According to the forum thread about the code base, about how many lines of code does it contain?

[EXERCISE TEXT — start]

I was going over some of the code in the core folder for concurrency, threading and compression, what surprised me is that there’s absolutely no comments whatsoever. Agree that unless there’s excellent documentation, open source maintenance might be challenging.
Having said that, this definitely does look to be an impressive feat of engineering!
This looks very impressive!
As another commenter echoed, the code base is ~5million lines of C++ code, but almost no comments at all. Unless the documentation is excellent, maintenance/open source work is going to be difficult.
P.S. I wonder if LLMs could be used to generate docs and comments for big hairy codebases. Seems that the current generation of LLMs lack context to do it, but maybe it's "just one or two more papers down the line"®...
While transforming the plan into vectors is interesting, I wish they'd gone into more detail about how the ML model prunes and filters the best plan. It is also not clear what attributes of a plan the corresponding vector encodes.

[EXERCISE TEXT — finish]
[INPUT DATA — start]

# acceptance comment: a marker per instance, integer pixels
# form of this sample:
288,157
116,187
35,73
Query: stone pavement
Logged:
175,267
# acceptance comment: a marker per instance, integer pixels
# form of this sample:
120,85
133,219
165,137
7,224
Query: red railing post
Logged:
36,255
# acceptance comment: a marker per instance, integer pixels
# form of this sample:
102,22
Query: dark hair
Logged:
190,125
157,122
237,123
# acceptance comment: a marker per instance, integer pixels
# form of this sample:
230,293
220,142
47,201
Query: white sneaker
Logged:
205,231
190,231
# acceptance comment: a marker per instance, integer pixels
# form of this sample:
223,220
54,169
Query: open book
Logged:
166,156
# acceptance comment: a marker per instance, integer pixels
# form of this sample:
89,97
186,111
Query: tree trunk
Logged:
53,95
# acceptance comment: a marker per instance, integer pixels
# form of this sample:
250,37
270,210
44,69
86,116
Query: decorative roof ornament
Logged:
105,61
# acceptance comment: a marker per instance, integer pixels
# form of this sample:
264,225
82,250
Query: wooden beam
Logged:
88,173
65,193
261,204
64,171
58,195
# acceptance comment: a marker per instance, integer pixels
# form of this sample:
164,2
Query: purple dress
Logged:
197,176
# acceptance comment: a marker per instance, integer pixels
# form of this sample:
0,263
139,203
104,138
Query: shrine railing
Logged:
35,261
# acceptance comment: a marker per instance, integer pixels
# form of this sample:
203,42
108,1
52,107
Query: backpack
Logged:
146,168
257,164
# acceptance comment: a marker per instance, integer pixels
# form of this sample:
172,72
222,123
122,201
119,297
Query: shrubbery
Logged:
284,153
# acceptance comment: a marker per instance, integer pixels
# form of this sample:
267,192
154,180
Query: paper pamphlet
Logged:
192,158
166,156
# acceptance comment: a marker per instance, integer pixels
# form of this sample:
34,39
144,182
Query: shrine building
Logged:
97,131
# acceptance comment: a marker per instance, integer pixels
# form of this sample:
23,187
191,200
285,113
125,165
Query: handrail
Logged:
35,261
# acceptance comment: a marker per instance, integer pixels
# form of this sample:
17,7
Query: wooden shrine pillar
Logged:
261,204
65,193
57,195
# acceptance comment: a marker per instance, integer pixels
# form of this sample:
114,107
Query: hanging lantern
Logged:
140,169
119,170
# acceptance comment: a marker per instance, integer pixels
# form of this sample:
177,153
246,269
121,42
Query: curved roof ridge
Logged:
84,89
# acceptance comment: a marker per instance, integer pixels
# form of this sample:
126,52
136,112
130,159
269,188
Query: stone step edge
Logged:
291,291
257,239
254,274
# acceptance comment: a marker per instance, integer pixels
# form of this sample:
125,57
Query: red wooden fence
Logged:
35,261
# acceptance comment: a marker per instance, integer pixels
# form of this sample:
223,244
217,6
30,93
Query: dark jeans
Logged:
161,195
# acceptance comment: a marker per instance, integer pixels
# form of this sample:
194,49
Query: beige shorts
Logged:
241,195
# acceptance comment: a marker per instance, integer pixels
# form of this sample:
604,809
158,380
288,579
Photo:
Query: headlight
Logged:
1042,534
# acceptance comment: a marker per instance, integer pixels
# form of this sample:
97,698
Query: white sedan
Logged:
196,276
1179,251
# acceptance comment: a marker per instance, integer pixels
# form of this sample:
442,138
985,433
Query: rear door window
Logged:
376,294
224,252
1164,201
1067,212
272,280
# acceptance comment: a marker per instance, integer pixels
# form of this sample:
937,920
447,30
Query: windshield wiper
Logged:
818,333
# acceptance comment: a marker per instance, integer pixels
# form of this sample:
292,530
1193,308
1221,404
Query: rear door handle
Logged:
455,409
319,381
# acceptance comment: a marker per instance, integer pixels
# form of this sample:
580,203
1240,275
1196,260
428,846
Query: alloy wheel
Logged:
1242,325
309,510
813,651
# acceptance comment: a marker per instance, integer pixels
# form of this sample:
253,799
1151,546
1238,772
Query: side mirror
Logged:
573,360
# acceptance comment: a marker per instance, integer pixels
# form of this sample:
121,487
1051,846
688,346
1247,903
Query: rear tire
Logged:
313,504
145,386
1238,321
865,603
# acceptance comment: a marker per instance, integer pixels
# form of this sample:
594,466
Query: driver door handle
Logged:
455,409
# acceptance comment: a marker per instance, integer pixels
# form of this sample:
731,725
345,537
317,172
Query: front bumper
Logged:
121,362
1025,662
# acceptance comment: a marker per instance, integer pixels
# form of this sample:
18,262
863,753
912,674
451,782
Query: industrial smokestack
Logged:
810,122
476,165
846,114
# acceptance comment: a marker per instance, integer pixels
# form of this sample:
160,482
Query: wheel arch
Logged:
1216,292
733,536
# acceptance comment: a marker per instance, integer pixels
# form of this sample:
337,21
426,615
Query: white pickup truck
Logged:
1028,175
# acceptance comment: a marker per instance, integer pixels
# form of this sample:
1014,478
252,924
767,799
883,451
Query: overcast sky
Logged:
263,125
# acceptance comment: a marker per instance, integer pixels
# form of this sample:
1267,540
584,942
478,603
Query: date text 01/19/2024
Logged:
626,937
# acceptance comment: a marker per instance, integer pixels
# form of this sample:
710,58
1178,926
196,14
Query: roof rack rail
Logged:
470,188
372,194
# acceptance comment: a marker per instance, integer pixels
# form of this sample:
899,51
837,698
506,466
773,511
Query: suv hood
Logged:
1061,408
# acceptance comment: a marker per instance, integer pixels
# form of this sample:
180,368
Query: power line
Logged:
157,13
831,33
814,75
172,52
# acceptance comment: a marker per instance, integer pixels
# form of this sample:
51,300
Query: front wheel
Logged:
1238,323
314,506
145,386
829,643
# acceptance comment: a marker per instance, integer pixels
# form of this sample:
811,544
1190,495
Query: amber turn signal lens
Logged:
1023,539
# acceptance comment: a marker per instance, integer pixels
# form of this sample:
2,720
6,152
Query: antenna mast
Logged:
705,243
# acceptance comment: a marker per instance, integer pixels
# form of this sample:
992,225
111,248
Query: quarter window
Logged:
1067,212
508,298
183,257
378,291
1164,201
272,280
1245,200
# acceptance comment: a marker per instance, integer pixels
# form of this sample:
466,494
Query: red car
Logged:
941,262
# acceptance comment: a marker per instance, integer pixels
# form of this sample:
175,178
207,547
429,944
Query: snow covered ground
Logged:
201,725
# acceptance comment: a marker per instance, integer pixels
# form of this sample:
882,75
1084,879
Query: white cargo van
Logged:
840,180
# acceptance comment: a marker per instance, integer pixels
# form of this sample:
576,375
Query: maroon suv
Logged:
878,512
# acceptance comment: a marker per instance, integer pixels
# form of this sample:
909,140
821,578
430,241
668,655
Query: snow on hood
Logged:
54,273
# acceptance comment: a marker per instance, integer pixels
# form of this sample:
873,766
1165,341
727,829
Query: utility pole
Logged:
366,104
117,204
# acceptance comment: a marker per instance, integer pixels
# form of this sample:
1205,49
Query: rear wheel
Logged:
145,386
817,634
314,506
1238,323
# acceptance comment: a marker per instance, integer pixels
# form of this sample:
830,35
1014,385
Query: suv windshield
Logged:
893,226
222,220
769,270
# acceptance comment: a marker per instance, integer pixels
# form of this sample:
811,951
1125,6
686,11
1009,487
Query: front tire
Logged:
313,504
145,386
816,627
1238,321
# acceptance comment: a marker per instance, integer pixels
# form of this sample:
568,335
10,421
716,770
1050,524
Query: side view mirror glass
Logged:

[INPUT DATA — finish]

## THE COMPLETED TASK
About 5 million lines of C++ code.